--- begin Dataset content ---
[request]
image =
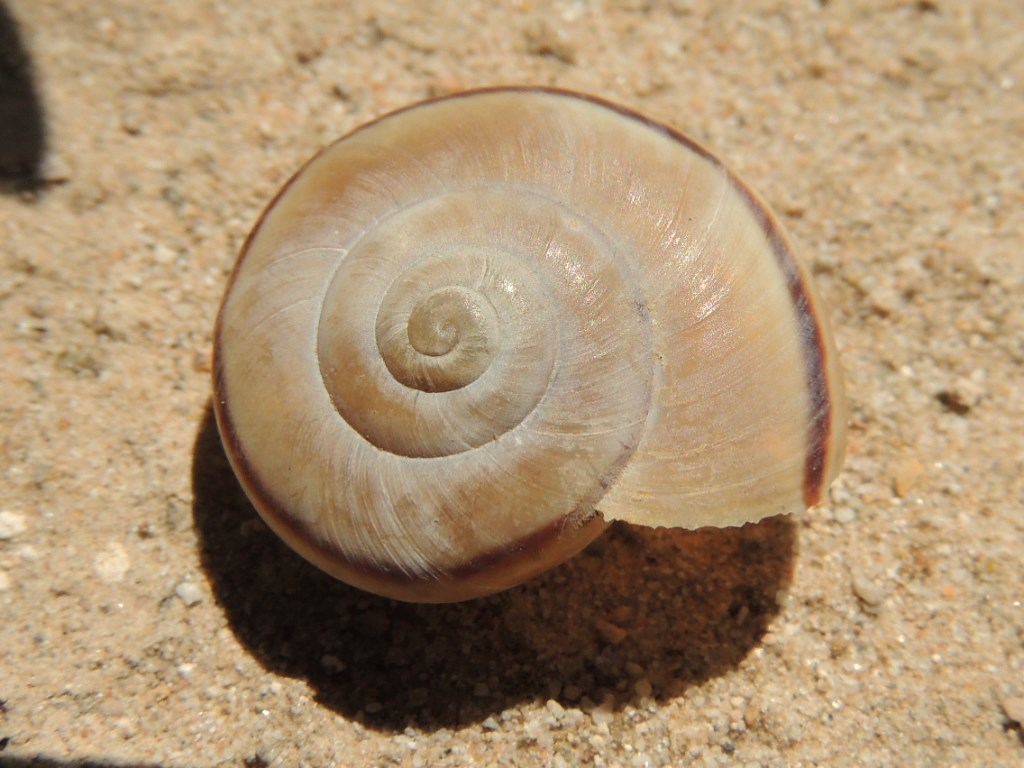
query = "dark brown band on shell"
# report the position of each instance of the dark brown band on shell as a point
(815, 363)
(515, 556)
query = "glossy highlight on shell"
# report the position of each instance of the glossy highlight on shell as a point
(467, 336)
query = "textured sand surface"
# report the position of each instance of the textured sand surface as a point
(147, 616)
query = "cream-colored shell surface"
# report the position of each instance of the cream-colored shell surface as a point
(467, 335)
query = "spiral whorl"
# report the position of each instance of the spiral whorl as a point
(463, 329)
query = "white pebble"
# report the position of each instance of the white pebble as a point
(189, 593)
(112, 563)
(11, 523)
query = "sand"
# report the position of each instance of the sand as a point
(147, 616)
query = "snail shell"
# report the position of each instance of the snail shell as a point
(465, 337)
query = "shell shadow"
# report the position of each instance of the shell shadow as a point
(23, 131)
(663, 608)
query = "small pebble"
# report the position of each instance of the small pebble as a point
(610, 632)
(11, 523)
(643, 688)
(845, 515)
(112, 563)
(869, 593)
(189, 593)
(1014, 707)
(906, 475)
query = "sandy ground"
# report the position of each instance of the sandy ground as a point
(148, 617)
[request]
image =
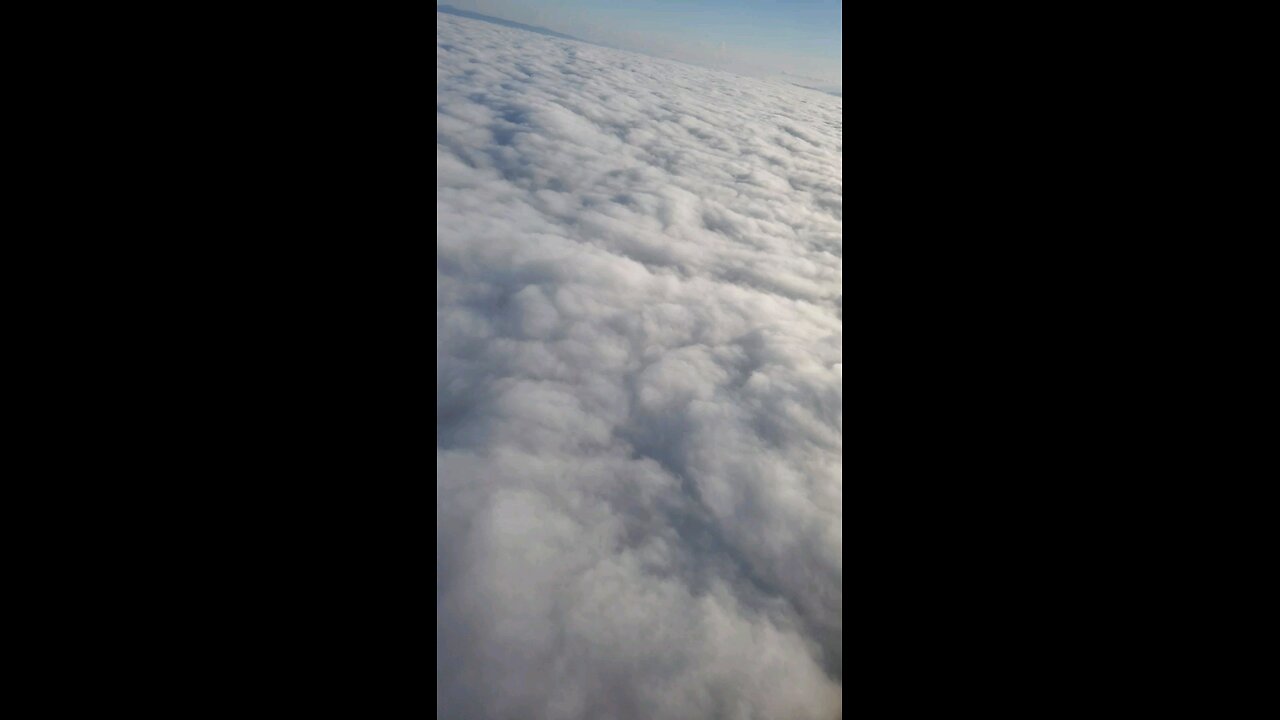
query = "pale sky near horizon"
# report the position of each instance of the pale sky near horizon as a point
(763, 37)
--- end Dataset content ---
> _Exercise brief_: Reproduce every line exactly and omit all pictures.

> _Task answer_:
[request]
image =
query = "dark brown band on shell"
# report the position of each instance of the dark brown band on shell as a point
(815, 363)
(515, 556)
query = "glossy highlight on shell"
# report the position of each instance of the glossy highlight on shell as a point
(467, 336)
query = "textured sand surface"
# report the position of each instance of the textured sand surface as a point
(147, 616)
query = "cream-colored shell surface"
# report the position of each instance of the cream-colored shell surface as a point
(467, 335)
query = "spiral whorl"
# report the position of each instance of the spiral whorl as a point
(463, 329)
query = "white pebble"
# report the position of each instance of the white pebble as a point
(189, 593)
(112, 563)
(11, 523)
query = "sand"
# report the position of each instance of the sand as a point
(147, 616)
query = "snail shell"
# report the position of each instance of the snail shell as a point
(465, 337)
query = "shell shadow"
# report the position of each instance of the shell shadow as a point
(23, 131)
(663, 608)
query = "small pebble"
# report the position of each instance of the small pebble as a point
(610, 632)
(11, 523)
(643, 688)
(845, 515)
(112, 563)
(869, 593)
(189, 593)
(1014, 707)
(906, 475)
query = "sandy ground"
# report the position of each instance of the sandy ground as a point
(148, 617)
[request]
image =
query = "pale sky near horizon"
# report the position of each instance of the pale sky near horizon as a point
(763, 37)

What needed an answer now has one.